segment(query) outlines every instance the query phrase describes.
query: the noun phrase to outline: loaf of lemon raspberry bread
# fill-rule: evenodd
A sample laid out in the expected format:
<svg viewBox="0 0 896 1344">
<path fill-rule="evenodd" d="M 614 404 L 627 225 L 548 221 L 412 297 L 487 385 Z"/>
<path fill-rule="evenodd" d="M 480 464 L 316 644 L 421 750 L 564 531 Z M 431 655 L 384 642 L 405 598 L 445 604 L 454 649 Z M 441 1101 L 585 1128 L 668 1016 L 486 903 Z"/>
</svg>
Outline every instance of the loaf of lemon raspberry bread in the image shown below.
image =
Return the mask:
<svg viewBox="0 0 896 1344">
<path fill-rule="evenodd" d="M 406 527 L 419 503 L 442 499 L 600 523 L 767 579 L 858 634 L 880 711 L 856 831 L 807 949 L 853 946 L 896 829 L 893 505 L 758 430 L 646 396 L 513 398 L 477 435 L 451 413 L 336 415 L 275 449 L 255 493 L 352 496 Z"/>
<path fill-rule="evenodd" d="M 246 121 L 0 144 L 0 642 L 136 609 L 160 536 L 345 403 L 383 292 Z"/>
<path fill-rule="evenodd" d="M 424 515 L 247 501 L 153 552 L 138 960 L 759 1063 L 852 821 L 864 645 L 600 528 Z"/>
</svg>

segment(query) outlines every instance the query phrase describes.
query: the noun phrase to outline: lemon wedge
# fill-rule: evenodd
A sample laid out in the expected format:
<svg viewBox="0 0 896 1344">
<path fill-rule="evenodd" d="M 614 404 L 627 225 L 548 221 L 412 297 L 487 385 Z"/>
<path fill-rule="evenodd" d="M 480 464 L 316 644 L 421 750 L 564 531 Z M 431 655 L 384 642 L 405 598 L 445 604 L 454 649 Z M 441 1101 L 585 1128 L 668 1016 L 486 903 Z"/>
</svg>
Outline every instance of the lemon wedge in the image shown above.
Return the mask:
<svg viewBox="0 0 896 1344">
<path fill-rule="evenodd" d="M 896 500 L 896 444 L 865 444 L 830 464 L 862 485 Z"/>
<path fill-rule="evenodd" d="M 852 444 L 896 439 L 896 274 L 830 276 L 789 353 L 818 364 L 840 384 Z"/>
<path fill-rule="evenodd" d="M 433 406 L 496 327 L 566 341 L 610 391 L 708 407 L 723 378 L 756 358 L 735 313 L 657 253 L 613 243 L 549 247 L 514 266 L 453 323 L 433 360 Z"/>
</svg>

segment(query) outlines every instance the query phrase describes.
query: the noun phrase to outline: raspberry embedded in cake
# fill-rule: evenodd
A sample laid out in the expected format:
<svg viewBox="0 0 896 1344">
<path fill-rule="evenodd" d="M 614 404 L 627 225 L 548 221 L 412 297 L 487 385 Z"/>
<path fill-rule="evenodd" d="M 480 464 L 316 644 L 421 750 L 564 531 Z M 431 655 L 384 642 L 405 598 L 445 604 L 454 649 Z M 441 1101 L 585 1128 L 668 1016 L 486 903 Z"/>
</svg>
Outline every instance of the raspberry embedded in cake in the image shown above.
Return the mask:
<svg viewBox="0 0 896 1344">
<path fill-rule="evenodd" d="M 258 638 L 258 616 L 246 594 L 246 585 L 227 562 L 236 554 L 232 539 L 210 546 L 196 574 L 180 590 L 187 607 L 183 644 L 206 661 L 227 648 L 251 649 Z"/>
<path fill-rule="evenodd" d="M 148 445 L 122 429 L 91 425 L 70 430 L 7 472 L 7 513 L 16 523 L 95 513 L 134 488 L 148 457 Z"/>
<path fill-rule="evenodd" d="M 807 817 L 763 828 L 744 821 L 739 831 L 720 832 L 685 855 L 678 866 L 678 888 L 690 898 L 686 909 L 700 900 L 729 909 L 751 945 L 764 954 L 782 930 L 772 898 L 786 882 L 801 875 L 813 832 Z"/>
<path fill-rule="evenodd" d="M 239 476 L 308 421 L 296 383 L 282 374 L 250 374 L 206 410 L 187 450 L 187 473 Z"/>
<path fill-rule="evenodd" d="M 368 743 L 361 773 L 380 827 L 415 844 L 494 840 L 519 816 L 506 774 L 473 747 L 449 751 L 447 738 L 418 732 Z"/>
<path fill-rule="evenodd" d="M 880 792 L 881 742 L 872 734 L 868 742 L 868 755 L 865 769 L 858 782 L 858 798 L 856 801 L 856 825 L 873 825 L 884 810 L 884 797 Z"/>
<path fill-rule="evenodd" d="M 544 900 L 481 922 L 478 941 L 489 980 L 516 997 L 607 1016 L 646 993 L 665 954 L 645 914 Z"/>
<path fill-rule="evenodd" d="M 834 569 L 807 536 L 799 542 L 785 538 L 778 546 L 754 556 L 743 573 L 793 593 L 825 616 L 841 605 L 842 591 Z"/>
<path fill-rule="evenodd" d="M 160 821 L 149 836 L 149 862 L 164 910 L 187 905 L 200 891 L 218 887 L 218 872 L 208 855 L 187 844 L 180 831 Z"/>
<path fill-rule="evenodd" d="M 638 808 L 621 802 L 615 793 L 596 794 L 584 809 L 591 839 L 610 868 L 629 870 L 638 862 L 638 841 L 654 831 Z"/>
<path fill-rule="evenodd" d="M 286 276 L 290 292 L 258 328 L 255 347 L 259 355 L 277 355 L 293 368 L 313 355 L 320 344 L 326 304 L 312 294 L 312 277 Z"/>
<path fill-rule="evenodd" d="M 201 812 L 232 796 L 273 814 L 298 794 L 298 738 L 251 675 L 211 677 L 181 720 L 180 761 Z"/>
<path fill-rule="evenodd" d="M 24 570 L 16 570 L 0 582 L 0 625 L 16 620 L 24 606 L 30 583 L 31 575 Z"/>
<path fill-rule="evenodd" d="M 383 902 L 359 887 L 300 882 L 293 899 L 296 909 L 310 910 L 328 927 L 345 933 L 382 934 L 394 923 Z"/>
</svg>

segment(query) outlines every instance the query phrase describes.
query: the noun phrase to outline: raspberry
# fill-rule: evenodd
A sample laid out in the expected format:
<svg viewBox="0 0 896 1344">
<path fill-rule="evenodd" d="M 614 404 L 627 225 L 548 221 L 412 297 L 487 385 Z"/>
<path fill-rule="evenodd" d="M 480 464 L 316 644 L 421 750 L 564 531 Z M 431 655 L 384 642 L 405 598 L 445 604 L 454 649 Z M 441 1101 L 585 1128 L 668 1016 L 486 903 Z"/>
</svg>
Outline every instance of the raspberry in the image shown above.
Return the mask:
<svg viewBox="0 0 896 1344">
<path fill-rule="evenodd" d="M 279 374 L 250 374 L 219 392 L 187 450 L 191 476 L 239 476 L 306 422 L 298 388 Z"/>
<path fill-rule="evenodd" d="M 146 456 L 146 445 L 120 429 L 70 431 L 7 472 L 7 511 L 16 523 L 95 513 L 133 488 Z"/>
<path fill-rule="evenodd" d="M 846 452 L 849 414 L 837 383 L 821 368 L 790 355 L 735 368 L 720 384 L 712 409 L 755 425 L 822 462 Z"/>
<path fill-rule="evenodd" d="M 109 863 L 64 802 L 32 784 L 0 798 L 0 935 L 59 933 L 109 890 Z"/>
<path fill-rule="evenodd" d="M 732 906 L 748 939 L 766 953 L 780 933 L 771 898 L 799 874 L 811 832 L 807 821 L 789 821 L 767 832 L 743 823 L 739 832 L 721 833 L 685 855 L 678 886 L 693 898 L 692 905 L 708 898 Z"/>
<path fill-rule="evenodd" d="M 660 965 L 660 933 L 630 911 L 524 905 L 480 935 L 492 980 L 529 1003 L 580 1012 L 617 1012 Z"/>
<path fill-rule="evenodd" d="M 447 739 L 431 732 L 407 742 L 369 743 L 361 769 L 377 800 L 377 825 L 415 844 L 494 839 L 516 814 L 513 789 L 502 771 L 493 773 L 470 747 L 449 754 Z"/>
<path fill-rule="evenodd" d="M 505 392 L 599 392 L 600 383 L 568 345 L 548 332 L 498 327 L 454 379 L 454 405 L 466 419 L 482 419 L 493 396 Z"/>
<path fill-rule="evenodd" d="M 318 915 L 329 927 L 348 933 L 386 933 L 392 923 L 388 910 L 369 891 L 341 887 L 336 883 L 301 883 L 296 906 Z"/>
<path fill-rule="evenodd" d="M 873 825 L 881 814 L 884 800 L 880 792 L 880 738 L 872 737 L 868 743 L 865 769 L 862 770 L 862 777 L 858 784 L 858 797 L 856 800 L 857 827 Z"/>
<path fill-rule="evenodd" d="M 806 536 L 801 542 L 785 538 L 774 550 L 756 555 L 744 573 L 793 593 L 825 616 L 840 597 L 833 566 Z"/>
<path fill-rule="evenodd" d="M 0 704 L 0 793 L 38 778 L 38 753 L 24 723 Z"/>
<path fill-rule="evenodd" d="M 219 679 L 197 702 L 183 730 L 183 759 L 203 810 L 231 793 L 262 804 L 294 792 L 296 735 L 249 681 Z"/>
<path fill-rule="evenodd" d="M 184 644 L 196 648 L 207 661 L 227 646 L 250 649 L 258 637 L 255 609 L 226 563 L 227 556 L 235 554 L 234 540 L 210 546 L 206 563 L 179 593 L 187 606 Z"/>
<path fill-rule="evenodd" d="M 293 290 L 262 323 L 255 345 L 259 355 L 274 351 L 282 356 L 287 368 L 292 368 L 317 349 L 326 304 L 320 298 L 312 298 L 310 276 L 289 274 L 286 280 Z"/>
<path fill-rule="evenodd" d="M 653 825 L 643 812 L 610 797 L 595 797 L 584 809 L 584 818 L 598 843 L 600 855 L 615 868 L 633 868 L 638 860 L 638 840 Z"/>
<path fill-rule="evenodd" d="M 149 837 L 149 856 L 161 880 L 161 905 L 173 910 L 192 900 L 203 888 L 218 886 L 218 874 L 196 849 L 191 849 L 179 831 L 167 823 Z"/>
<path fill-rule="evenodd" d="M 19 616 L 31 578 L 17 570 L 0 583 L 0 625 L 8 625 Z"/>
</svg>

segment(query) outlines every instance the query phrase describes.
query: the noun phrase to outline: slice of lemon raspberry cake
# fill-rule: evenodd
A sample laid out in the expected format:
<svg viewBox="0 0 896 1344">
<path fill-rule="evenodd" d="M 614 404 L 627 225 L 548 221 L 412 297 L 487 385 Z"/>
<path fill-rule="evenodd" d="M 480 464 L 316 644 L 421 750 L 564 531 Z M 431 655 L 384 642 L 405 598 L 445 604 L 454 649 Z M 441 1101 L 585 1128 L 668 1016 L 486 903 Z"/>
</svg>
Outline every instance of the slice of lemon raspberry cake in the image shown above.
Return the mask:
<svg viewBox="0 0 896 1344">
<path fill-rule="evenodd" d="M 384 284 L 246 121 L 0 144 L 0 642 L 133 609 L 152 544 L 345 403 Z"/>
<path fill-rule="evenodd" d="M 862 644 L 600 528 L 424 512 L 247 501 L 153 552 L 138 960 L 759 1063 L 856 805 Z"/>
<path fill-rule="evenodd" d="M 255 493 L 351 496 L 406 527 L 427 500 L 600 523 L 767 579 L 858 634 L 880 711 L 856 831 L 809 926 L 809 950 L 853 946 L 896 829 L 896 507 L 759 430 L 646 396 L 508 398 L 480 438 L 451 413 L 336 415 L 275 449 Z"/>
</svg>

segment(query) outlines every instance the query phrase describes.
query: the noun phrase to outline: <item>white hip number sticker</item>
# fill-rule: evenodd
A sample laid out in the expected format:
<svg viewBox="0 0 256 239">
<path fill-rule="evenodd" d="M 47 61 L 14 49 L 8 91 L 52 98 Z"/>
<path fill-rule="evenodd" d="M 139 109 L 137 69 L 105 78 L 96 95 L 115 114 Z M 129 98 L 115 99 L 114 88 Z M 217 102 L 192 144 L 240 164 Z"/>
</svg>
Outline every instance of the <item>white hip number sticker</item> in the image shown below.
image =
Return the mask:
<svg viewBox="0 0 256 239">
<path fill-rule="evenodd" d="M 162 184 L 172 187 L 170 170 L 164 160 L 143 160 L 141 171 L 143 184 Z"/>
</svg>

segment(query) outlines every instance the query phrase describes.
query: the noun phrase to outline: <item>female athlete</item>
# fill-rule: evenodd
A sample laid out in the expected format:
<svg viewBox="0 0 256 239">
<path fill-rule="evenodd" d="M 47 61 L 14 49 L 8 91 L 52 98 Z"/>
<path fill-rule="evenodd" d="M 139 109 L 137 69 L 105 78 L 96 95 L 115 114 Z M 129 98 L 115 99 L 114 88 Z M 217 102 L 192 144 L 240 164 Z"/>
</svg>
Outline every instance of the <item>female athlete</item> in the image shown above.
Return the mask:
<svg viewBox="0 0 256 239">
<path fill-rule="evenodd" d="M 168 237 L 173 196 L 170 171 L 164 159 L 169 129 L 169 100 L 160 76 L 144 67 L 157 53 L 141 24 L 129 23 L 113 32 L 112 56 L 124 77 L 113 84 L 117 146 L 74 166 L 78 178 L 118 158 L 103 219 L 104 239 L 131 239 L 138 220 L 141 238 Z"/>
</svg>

## TASK BRIEF
Copy out every line of the listing above that contains the string "embedded", matching case exactly.

## RESULT OF THIS EXERCISE
query: the noun phrase to outline: raspberry embedded in cake
Outline every instance of the raspberry embedded in cake in the image shown above.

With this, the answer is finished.